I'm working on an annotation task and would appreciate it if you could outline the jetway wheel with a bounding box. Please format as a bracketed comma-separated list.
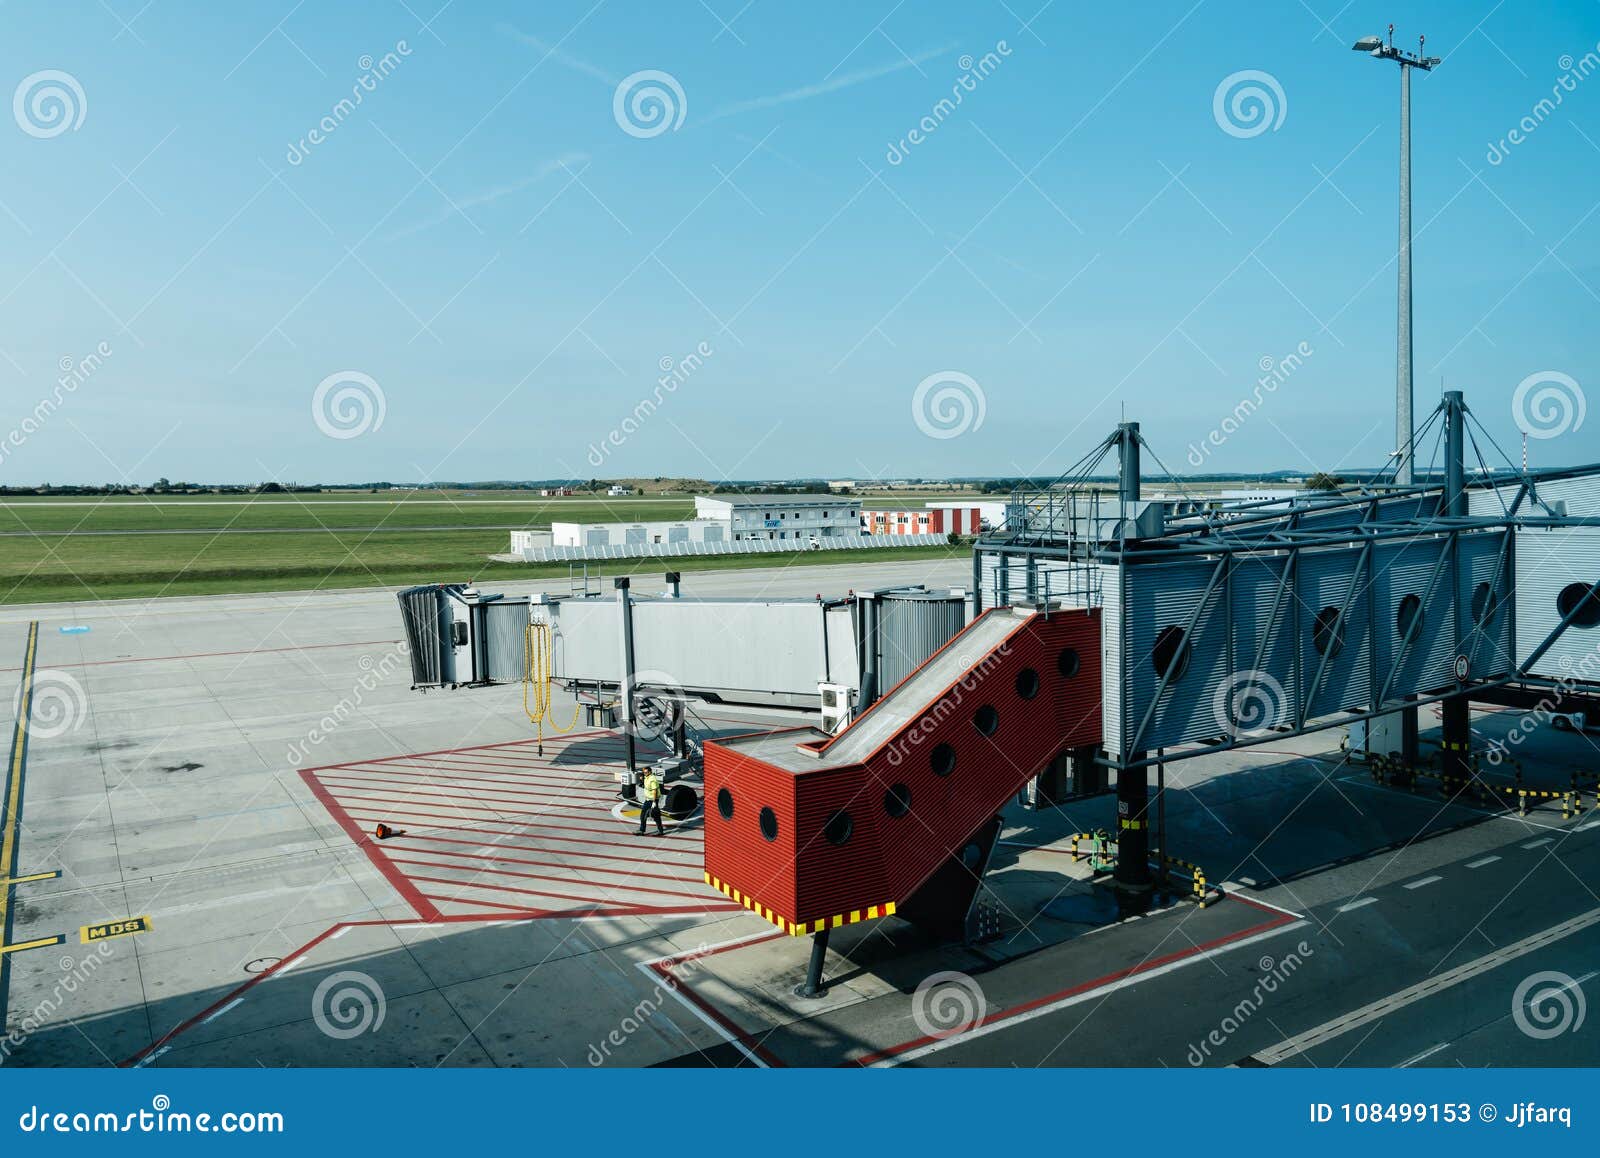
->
[662, 784, 699, 821]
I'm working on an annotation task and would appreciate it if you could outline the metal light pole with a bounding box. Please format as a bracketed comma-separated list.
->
[1353, 26, 1439, 486]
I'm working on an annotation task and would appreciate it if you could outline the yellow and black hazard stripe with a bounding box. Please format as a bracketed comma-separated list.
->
[704, 872, 897, 937]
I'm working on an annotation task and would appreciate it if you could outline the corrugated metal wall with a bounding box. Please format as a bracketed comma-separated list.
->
[876, 592, 966, 689]
[1369, 535, 1455, 696]
[396, 585, 450, 686]
[474, 598, 532, 684]
[1103, 530, 1512, 756]
[1298, 546, 1373, 720]
[1458, 532, 1514, 679]
[1513, 524, 1600, 678]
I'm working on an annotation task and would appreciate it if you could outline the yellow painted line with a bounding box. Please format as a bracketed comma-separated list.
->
[1, 870, 59, 886]
[2, 623, 40, 969]
[81, 915, 152, 944]
[1, 933, 65, 956]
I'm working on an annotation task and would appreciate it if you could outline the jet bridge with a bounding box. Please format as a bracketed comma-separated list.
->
[397, 578, 968, 714]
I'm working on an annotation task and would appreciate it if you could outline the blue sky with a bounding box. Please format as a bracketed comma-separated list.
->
[2, 0, 1598, 485]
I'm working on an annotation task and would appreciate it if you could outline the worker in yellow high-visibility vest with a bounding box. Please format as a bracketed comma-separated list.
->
[635, 766, 664, 836]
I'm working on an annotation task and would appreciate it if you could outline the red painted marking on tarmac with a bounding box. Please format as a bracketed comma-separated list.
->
[303, 731, 617, 771]
[379, 830, 700, 867]
[1, 638, 404, 673]
[299, 768, 441, 922]
[843, 906, 1299, 1067]
[646, 936, 789, 1068]
[369, 755, 622, 778]
[382, 844, 702, 884]
[303, 734, 717, 922]
[393, 857, 712, 902]
[315, 788, 625, 822]
[316, 772, 607, 806]
[639, 894, 1304, 1069]
[342, 806, 649, 843]
[406, 872, 707, 908]
[342, 813, 697, 851]
[117, 901, 744, 1067]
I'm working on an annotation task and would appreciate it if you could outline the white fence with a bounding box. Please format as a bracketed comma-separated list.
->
[495, 533, 951, 564]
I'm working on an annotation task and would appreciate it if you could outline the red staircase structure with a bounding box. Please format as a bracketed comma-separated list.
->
[703, 605, 1102, 940]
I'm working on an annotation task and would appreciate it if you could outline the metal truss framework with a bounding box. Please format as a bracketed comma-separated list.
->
[972, 393, 1600, 773]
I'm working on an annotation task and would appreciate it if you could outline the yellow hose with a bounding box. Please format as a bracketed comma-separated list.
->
[523, 622, 581, 751]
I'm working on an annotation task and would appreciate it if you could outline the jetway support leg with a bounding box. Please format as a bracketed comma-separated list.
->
[795, 929, 830, 999]
[1400, 698, 1420, 781]
[1114, 757, 1151, 901]
[1441, 695, 1471, 794]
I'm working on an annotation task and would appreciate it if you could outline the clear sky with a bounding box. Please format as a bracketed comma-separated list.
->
[2, 0, 1598, 486]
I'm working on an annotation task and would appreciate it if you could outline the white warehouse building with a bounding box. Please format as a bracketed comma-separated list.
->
[693, 493, 863, 543]
[504, 493, 917, 562]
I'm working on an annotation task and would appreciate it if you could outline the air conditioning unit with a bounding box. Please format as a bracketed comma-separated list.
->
[818, 682, 853, 734]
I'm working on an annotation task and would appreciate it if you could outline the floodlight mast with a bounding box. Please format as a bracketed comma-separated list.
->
[1352, 25, 1439, 486]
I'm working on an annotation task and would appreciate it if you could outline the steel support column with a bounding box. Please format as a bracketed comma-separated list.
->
[795, 929, 829, 998]
[1114, 757, 1150, 896]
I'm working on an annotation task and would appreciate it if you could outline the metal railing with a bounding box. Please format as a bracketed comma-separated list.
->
[984, 560, 1103, 610]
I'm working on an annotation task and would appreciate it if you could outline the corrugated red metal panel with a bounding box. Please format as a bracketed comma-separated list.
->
[702, 609, 1103, 933]
[701, 736, 800, 921]
[795, 609, 1101, 920]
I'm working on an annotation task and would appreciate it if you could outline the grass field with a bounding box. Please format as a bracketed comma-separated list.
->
[0, 491, 987, 535]
[0, 494, 965, 605]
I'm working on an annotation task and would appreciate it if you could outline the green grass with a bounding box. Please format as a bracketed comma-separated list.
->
[0, 491, 978, 604]
[0, 491, 987, 534]
[0, 526, 961, 605]
[0, 494, 697, 533]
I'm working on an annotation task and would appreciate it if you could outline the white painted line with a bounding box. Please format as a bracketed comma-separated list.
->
[201, 998, 244, 1025]
[1338, 897, 1379, 913]
[1237, 876, 1258, 887]
[1466, 856, 1501, 869]
[878, 919, 1308, 1067]
[330, 927, 351, 940]
[1398, 1041, 1450, 1068]
[1403, 875, 1443, 890]
[1576, 820, 1600, 833]
[1522, 837, 1554, 849]
[1253, 906, 1600, 1066]
[636, 928, 786, 1070]
[277, 955, 307, 974]
[134, 1045, 171, 1068]
[1225, 891, 1305, 920]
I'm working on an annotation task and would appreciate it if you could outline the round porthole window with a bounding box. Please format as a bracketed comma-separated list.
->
[1312, 606, 1344, 657]
[1471, 581, 1498, 625]
[716, 787, 734, 819]
[758, 806, 778, 842]
[931, 743, 956, 777]
[974, 705, 1000, 736]
[1557, 582, 1600, 628]
[822, 810, 853, 846]
[1058, 648, 1081, 678]
[1395, 593, 1422, 639]
[1152, 625, 1190, 681]
[1015, 668, 1041, 699]
[884, 784, 911, 817]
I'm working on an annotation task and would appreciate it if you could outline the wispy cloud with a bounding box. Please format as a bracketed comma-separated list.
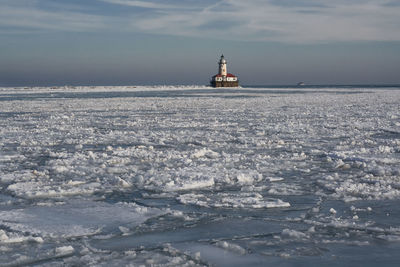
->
[98, 0, 191, 9]
[0, 0, 106, 33]
[1, 0, 399, 43]
[123, 0, 400, 43]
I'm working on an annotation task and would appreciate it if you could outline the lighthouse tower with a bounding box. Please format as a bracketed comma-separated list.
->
[211, 55, 239, 88]
[219, 55, 227, 76]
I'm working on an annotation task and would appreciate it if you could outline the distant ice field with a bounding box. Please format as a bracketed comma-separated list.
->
[0, 85, 400, 266]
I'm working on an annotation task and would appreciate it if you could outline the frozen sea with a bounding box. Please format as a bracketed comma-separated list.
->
[0, 85, 400, 266]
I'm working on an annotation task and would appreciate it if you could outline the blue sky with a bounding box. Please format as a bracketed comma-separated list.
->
[1, 0, 399, 86]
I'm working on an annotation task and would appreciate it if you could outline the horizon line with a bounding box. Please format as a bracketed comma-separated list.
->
[1, 83, 400, 89]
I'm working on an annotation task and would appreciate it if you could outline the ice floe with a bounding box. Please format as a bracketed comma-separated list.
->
[0, 200, 165, 239]
[177, 192, 290, 209]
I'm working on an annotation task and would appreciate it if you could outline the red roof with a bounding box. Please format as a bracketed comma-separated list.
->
[213, 73, 237, 78]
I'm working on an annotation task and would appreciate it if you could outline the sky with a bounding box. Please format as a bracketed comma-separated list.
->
[0, 0, 400, 86]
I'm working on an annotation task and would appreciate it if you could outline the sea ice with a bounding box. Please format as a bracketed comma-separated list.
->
[177, 192, 290, 209]
[1, 85, 400, 265]
[0, 200, 165, 239]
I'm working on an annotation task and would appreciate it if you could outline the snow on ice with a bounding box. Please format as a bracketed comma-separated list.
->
[0, 85, 400, 266]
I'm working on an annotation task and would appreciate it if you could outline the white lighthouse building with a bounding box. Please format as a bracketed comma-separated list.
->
[211, 55, 239, 87]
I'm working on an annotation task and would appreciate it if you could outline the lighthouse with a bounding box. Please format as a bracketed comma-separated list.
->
[219, 55, 227, 76]
[210, 55, 239, 88]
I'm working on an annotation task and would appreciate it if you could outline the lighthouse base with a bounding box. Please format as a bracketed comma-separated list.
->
[211, 81, 239, 88]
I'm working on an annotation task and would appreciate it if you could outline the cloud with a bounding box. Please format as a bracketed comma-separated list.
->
[1, 0, 399, 43]
[124, 0, 400, 43]
[0, 0, 106, 33]
[98, 0, 190, 9]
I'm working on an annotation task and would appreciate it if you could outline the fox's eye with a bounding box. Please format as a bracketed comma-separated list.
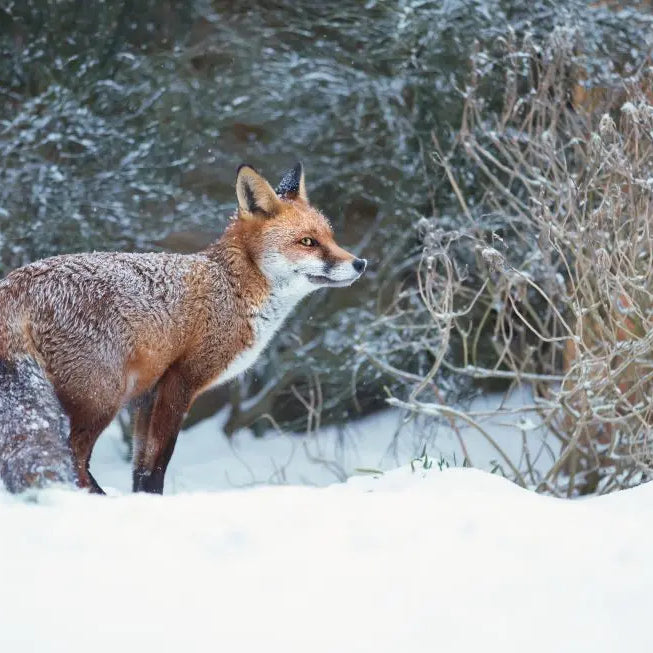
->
[300, 237, 317, 247]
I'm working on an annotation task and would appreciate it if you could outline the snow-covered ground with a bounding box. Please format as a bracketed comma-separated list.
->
[1, 394, 650, 652]
[1, 464, 651, 652]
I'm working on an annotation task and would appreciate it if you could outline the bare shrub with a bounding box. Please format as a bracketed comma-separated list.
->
[365, 28, 653, 496]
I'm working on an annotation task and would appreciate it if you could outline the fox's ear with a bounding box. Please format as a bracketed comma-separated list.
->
[236, 165, 281, 218]
[276, 162, 308, 202]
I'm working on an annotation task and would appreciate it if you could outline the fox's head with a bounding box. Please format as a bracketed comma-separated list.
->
[232, 163, 367, 295]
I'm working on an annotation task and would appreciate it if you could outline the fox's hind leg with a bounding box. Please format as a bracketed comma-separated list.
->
[69, 412, 117, 494]
[53, 363, 125, 494]
[65, 390, 122, 493]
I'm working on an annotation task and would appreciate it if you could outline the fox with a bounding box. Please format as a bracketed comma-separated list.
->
[0, 163, 367, 494]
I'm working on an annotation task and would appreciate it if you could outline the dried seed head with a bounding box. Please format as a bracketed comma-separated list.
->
[478, 246, 505, 273]
[620, 101, 638, 119]
[595, 247, 610, 275]
[599, 113, 616, 141]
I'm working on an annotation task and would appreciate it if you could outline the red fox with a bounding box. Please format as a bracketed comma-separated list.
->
[0, 163, 366, 493]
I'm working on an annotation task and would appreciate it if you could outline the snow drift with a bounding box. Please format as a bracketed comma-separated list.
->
[0, 463, 650, 653]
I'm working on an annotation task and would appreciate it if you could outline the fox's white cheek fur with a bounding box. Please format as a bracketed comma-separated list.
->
[259, 251, 317, 295]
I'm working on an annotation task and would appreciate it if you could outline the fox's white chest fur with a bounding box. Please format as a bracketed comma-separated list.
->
[215, 280, 309, 385]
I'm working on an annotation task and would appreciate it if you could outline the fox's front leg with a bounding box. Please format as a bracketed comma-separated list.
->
[130, 389, 154, 489]
[132, 368, 192, 494]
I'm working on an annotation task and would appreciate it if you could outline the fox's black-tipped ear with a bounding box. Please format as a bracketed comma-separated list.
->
[236, 165, 281, 218]
[276, 162, 308, 202]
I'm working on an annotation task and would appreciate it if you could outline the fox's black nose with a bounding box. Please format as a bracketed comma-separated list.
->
[353, 258, 367, 274]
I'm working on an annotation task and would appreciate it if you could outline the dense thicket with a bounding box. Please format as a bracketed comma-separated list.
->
[0, 0, 651, 432]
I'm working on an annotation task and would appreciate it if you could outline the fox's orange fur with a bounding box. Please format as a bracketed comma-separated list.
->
[0, 164, 366, 493]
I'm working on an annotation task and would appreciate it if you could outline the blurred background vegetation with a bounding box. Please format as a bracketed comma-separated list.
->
[0, 0, 652, 440]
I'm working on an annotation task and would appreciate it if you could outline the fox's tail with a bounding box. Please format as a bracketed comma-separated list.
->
[0, 356, 77, 493]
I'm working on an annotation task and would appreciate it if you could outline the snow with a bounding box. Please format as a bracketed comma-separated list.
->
[1, 393, 650, 651]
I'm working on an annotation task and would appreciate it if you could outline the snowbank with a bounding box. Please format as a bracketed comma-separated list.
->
[1, 464, 650, 652]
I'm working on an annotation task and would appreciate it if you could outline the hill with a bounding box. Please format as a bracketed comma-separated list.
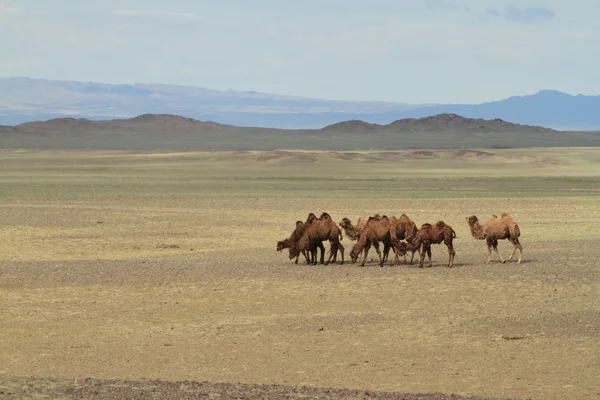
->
[2, 78, 600, 130]
[2, 113, 599, 151]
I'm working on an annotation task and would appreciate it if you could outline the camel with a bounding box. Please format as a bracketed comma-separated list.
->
[291, 212, 344, 265]
[466, 213, 522, 264]
[385, 214, 420, 264]
[338, 216, 372, 240]
[341, 214, 418, 265]
[349, 216, 410, 267]
[410, 221, 456, 268]
[339, 215, 385, 261]
[277, 214, 325, 264]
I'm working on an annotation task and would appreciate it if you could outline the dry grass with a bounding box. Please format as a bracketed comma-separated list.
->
[1, 148, 599, 400]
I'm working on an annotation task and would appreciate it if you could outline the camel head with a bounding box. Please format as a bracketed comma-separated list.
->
[395, 241, 408, 256]
[466, 215, 486, 240]
[288, 245, 300, 260]
[339, 217, 352, 229]
[466, 215, 479, 226]
[276, 240, 285, 252]
[349, 245, 361, 263]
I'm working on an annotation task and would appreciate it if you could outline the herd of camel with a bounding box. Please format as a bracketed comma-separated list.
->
[276, 212, 523, 268]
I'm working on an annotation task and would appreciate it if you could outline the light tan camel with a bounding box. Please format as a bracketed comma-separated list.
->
[466, 213, 522, 263]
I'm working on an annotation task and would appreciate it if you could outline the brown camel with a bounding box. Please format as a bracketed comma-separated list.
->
[339, 215, 387, 261]
[349, 216, 409, 267]
[291, 212, 344, 265]
[411, 221, 456, 268]
[466, 213, 522, 264]
[385, 214, 419, 264]
[277, 214, 325, 264]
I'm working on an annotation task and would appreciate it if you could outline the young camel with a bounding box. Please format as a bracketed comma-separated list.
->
[277, 214, 325, 264]
[411, 221, 457, 268]
[466, 213, 522, 264]
[292, 212, 344, 265]
[350, 216, 411, 267]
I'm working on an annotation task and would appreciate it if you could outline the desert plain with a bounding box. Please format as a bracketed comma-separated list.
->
[0, 147, 599, 399]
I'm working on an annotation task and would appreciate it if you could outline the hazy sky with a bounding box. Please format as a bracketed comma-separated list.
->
[2, 0, 599, 103]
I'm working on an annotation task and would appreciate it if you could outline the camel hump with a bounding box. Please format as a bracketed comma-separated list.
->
[501, 212, 510, 218]
[436, 221, 445, 228]
[296, 221, 304, 228]
[421, 223, 432, 229]
[319, 212, 331, 220]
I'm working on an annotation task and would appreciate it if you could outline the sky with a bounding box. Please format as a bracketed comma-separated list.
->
[1, 0, 599, 104]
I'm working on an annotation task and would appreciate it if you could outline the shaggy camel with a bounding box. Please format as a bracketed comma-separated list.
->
[277, 214, 325, 264]
[411, 221, 457, 268]
[291, 212, 344, 265]
[339, 215, 386, 261]
[349, 216, 412, 267]
[466, 213, 522, 263]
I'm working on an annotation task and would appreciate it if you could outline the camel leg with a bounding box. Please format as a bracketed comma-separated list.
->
[427, 246, 433, 268]
[447, 245, 456, 268]
[372, 241, 383, 264]
[509, 238, 523, 263]
[485, 237, 494, 263]
[361, 243, 371, 267]
[301, 249, 311, 265]
[324, 241, 338, 265]
[419, 244, 430, 268]
[492, 239, 505, 263]
[318, 241, 326, 264]
[410, 249, 419, 265]
[382, 242, 389, 263]
[508, 238, 523, 263]
[338, 242, 345, 265]
[445, 238, 455, 268]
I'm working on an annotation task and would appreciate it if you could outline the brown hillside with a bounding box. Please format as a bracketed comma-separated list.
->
[321, 119, 381, 132]
[387, 113, 556, 133]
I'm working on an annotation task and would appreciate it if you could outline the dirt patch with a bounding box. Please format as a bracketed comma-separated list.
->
[156, 244, 180, 249]
[0, 376, 507, 400]
[253, 151, 316, 164]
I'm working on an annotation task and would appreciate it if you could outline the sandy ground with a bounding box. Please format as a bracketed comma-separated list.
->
[1, 194, 599, 400]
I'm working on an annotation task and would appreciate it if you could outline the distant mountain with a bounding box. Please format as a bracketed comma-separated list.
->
[3, 113, 599, 151]
[0, 77, 418, 127]
[1, 77, 599, 130]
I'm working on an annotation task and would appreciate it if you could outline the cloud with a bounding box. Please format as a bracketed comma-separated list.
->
[423, 0, 458, 10]
[504, 6, 556, 23]
[482, 6, 556, 24]
[0, 2, 23, 15]
[112, 9, 201, 20]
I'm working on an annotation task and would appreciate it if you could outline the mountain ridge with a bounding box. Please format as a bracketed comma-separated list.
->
[1, 77, 600, 130]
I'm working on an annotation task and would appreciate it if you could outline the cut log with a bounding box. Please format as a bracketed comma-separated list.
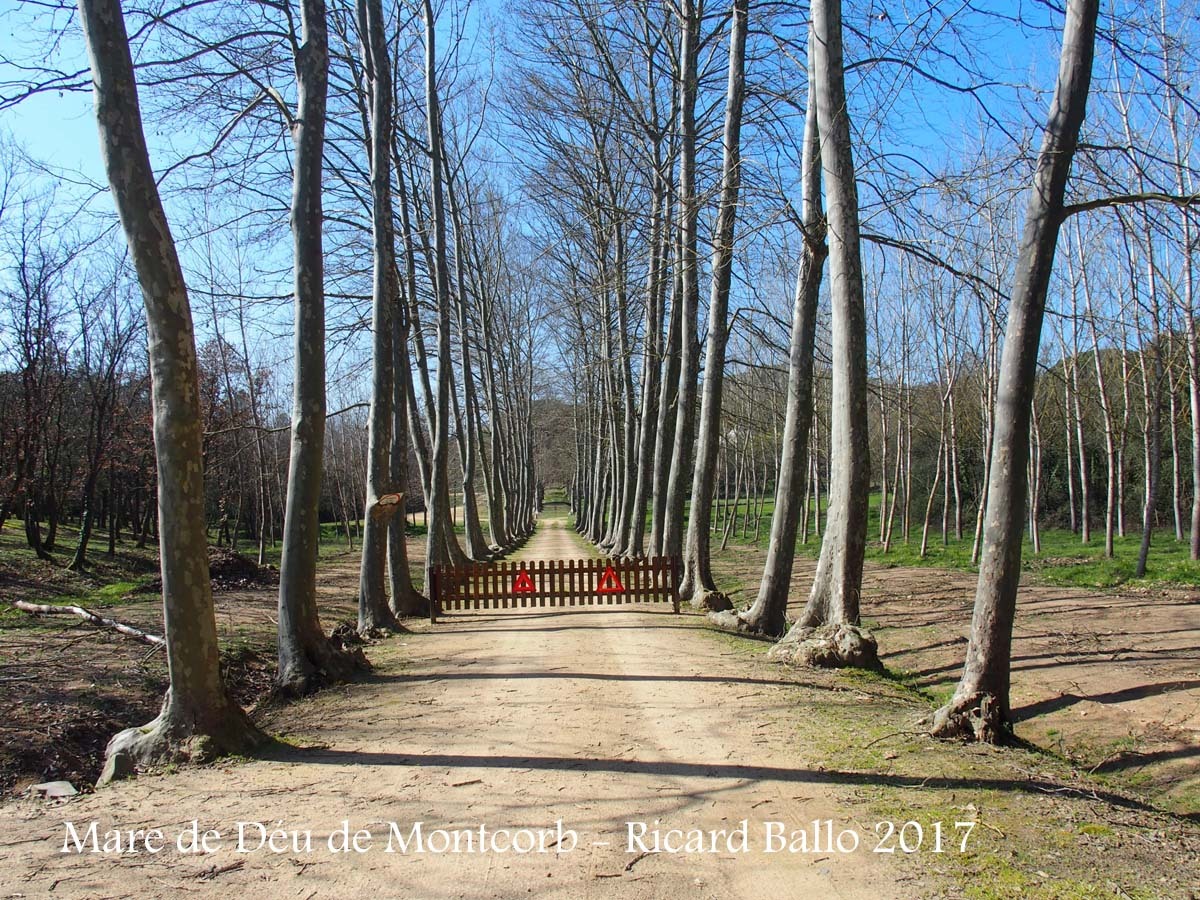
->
[9, 601, 165, 646]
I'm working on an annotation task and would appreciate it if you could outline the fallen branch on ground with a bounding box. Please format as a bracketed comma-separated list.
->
[8, 600, 165, 647]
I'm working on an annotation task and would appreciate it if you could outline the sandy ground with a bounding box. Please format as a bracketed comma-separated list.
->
[868, 568, 1198, 761]
[749, 553, 1200, 808]
[0, 517, 915, 899]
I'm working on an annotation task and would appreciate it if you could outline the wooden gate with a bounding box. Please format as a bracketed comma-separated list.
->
[429, 556, 681, 622]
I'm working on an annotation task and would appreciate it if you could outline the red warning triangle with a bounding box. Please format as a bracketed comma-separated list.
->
[596, 564, 625, 594]
[512, 569, 536, 592]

Exercise: Nothing but an exact copy belongs in the answer: the lines from the top of the records through the line containing "the yellow painted", minus the pictures.

Solution to the exercise:
I'm working on an annotation task and would appreciate it if you could outline the jetway wheel with a bounding box. Please format as a bracketed comma-separated list.
->
[662, 784, 699, 821]
I'm working on an annotation task and would appreciate it if you could outline the metal light pole with a bounding box. Please format as a bracketed comma-separated list.
->
[1353, 26, 1439, 486]
I'm working on an annotation task and would appreciate it if you could outline the yellow and black hazard stripe with a bounding box. Please format as a bracketed comma-separated list.
->
[704, 872, 897, 937]
I'm working on an annotation task and would appreciate it if you could outline the corrugated metal wall with a bounding box. Please format as a bracketed comma-separated list.
->
[876, 592, 966, 689]
[1369, 535, 1455, 696]
[396, 585, 450, 686]
[474, 598, 532, 684]
[1103, 530, 1512, 756]
[1298, 546, 1373, 720]
[1458, 532, 1514, 679]
[1513, 524, 1600, 678]
I'm working on an annotation task and would appreciate it if you could outline the yellow painted line with a bounding box. Please format as a bracketed comma-separated list.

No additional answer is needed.